Problem to solve — Scan the listing below for the word "fabric", then copy each line that has it.
•••
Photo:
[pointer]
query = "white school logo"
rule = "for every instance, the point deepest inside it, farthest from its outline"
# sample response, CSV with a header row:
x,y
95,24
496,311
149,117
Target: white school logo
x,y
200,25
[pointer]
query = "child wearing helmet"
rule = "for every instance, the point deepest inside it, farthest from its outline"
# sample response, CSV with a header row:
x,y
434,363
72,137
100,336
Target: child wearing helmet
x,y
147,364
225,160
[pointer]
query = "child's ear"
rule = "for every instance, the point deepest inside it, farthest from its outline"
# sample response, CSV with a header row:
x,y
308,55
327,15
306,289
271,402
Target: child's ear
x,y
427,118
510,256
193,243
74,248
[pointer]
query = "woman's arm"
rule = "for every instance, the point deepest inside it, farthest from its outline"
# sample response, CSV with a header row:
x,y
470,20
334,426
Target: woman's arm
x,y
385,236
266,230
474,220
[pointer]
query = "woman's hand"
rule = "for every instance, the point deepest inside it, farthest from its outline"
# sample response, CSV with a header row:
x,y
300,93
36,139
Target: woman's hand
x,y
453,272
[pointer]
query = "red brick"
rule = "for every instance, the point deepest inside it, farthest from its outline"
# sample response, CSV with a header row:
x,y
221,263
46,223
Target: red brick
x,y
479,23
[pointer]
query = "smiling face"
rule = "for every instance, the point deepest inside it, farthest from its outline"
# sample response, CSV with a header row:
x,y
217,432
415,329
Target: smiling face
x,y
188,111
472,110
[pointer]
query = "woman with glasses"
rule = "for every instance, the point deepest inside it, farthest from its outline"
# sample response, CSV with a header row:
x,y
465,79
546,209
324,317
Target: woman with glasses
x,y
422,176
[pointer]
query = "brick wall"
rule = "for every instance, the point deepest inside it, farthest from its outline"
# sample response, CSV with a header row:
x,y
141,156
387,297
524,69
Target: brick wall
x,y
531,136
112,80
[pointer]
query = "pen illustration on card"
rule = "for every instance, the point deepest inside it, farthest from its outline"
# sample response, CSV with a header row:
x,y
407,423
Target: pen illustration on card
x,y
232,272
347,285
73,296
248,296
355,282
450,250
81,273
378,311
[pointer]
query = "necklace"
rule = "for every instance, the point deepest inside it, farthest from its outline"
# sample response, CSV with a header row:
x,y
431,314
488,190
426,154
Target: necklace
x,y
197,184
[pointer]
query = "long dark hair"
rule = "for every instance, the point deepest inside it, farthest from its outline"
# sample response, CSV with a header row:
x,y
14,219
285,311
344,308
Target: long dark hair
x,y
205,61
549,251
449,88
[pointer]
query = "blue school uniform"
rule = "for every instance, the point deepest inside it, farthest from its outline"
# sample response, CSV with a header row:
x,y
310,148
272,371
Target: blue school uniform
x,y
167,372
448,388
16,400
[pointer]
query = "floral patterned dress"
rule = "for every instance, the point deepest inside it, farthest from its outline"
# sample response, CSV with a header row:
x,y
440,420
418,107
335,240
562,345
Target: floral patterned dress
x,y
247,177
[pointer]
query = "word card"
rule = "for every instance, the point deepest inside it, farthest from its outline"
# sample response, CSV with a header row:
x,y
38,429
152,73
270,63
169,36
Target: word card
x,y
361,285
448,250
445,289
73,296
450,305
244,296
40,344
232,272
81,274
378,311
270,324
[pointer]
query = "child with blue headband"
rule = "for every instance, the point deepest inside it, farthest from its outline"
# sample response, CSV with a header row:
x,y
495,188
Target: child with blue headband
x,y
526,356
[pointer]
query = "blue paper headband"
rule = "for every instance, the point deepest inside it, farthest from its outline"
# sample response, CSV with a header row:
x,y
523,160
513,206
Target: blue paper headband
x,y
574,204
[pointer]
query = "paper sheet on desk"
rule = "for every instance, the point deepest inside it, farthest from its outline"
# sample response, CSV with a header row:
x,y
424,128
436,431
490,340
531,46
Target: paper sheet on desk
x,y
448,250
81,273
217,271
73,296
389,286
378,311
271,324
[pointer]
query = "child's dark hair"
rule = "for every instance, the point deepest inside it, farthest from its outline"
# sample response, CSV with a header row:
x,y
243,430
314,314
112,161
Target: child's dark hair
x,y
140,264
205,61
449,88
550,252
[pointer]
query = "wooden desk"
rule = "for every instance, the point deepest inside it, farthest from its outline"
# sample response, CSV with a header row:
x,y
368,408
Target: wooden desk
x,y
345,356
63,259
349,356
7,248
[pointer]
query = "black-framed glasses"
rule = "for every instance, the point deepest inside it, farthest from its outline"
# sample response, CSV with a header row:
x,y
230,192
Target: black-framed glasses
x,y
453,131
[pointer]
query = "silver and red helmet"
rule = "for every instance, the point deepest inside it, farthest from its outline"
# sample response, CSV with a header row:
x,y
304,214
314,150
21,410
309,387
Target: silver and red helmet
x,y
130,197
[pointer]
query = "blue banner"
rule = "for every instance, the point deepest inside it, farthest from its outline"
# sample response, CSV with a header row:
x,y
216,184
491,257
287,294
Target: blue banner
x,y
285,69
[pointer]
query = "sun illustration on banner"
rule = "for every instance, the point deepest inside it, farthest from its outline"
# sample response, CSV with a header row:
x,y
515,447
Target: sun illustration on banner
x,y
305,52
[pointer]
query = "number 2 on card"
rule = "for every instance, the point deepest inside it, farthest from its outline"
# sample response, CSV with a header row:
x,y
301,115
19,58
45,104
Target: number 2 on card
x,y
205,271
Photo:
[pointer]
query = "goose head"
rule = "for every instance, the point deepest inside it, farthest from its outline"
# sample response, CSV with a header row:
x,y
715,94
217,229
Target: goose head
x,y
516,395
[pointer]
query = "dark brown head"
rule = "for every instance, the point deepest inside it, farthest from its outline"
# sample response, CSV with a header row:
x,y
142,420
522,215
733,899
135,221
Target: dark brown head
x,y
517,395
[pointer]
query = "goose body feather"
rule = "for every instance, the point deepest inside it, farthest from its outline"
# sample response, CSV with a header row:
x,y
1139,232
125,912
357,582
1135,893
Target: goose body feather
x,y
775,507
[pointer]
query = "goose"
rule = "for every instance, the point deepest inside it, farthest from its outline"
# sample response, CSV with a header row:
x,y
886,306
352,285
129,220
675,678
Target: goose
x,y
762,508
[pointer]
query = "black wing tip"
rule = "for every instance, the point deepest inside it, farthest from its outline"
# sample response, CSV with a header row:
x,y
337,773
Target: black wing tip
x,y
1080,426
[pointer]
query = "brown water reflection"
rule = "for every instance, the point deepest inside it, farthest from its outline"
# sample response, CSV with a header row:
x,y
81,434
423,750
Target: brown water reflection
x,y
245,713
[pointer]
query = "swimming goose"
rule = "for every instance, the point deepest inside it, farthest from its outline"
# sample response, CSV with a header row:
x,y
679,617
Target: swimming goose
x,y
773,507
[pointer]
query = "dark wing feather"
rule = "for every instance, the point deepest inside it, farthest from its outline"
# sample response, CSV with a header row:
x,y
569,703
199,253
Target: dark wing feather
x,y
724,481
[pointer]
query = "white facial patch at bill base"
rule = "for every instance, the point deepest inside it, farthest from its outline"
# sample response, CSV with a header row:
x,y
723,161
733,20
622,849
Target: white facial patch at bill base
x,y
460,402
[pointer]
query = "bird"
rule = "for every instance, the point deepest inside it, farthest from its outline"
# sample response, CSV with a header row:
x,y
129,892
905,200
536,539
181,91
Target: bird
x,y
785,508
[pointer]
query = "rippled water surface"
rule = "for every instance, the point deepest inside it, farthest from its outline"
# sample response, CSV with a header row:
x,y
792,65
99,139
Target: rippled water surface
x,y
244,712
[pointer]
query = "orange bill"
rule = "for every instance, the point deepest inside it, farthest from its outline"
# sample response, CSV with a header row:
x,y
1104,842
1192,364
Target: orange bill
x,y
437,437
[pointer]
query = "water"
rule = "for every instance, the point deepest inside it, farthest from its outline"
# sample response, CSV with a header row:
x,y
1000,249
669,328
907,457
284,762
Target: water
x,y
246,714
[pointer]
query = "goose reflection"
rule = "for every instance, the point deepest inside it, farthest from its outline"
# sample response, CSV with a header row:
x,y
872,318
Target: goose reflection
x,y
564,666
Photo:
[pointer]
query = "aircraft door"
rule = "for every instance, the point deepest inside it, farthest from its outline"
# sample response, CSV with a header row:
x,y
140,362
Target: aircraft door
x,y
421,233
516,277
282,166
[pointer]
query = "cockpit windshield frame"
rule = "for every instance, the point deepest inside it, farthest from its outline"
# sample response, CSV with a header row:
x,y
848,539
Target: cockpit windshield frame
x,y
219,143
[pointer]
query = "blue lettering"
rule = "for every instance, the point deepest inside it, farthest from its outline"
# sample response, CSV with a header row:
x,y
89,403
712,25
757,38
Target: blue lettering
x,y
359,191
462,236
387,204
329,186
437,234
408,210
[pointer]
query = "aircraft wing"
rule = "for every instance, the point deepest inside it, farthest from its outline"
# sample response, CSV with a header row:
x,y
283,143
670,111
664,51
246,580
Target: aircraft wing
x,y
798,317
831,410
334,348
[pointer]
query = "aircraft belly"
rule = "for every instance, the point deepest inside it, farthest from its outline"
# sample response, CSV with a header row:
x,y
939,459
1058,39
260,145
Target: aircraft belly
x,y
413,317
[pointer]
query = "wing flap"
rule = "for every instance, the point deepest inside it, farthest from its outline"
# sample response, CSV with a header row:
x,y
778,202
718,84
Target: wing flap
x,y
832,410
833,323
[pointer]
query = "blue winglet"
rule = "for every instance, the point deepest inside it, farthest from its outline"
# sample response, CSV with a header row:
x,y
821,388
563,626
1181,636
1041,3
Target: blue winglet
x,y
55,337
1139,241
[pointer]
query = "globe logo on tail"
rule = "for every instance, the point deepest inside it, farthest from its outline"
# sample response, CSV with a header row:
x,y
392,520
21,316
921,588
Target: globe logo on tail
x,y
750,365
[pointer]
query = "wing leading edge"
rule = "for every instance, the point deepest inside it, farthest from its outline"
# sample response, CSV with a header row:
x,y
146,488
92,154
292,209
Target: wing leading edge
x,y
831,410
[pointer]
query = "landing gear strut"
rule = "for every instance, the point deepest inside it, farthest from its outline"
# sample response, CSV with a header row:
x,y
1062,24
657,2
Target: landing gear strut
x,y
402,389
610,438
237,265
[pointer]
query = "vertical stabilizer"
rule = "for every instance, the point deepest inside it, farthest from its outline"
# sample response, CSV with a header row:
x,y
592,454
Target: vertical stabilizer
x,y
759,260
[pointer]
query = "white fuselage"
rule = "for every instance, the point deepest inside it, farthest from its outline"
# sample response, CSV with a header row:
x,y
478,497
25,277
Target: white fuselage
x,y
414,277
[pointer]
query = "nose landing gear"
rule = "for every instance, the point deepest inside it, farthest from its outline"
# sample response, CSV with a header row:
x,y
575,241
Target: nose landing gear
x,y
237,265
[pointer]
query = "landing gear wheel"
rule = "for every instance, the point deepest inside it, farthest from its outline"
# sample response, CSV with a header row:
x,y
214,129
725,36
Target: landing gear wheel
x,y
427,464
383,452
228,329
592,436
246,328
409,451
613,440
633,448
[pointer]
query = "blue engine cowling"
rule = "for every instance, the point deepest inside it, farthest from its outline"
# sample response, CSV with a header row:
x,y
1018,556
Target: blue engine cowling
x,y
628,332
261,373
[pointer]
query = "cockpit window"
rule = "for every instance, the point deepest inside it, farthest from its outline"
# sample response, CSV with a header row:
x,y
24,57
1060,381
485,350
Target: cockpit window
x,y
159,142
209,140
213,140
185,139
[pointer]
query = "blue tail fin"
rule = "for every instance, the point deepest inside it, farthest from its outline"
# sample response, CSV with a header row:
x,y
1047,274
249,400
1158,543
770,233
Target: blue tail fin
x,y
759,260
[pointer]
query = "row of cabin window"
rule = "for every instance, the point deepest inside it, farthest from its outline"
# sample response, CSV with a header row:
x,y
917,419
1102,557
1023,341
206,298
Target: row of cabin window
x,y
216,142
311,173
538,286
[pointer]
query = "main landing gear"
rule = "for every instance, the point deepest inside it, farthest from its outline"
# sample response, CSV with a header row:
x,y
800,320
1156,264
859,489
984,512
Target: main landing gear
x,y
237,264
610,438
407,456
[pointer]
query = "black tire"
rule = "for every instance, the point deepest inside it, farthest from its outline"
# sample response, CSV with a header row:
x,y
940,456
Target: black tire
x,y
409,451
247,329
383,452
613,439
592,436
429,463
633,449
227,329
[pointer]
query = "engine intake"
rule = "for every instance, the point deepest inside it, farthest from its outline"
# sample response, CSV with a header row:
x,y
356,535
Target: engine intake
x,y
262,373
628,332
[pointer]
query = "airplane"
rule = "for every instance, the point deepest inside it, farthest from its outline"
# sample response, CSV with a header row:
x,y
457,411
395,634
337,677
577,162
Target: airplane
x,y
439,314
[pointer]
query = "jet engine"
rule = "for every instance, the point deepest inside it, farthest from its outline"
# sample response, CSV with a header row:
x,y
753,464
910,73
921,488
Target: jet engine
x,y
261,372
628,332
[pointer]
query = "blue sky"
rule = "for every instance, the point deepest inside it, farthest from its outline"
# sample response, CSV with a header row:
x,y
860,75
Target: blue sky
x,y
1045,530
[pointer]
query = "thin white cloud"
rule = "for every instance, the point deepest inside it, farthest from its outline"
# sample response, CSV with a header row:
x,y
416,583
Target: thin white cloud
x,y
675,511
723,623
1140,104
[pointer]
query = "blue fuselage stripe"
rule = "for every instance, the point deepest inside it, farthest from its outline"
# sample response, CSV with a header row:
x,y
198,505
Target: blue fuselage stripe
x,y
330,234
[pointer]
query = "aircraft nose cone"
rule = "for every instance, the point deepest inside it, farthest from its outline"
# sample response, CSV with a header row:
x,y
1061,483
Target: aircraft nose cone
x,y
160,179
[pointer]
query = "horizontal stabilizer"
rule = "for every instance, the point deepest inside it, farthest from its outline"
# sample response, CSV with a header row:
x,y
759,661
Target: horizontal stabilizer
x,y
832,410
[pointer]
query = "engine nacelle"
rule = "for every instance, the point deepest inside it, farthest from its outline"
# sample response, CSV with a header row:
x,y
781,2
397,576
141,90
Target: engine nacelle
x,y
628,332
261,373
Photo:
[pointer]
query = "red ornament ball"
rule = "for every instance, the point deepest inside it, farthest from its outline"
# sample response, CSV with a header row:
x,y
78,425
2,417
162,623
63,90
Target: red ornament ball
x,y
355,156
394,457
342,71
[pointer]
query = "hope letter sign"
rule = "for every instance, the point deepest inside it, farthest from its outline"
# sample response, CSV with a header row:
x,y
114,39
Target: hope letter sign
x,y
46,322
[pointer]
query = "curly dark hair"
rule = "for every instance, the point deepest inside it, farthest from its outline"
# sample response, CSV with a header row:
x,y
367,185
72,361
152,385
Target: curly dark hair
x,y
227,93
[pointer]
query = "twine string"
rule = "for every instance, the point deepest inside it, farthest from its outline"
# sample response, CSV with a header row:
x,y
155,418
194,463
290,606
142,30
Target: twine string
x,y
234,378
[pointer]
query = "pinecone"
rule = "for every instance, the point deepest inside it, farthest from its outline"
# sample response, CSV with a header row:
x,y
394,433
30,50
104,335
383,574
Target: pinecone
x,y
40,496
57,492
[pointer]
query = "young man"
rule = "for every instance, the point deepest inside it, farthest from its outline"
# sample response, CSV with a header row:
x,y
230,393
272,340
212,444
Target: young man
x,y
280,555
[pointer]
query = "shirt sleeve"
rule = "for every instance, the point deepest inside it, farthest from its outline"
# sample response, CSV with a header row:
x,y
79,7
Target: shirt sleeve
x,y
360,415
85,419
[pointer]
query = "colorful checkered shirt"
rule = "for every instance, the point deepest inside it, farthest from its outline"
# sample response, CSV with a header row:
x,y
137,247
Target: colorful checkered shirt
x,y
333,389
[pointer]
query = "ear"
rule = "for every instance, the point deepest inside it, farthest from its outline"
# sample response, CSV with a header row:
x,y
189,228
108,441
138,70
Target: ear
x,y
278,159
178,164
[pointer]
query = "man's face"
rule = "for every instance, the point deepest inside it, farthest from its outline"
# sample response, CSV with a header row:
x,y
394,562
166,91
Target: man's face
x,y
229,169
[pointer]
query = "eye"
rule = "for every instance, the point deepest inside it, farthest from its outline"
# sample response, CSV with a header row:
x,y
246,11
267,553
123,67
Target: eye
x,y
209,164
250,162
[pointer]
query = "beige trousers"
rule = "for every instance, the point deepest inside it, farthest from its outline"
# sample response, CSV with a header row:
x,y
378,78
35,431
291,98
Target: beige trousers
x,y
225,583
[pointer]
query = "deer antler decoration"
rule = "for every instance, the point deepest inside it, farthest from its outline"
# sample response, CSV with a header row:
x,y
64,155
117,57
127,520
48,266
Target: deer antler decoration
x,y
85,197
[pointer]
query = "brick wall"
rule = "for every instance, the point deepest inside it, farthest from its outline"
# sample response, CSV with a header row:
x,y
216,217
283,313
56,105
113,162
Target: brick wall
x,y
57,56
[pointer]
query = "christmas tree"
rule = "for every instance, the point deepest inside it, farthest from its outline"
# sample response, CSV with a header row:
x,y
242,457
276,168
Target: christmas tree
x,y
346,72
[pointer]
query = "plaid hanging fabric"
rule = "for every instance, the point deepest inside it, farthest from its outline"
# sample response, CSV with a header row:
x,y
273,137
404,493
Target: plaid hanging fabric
•••
Solved problem —
query = "plaid hanging fabric"
Target: plaid hanging fabric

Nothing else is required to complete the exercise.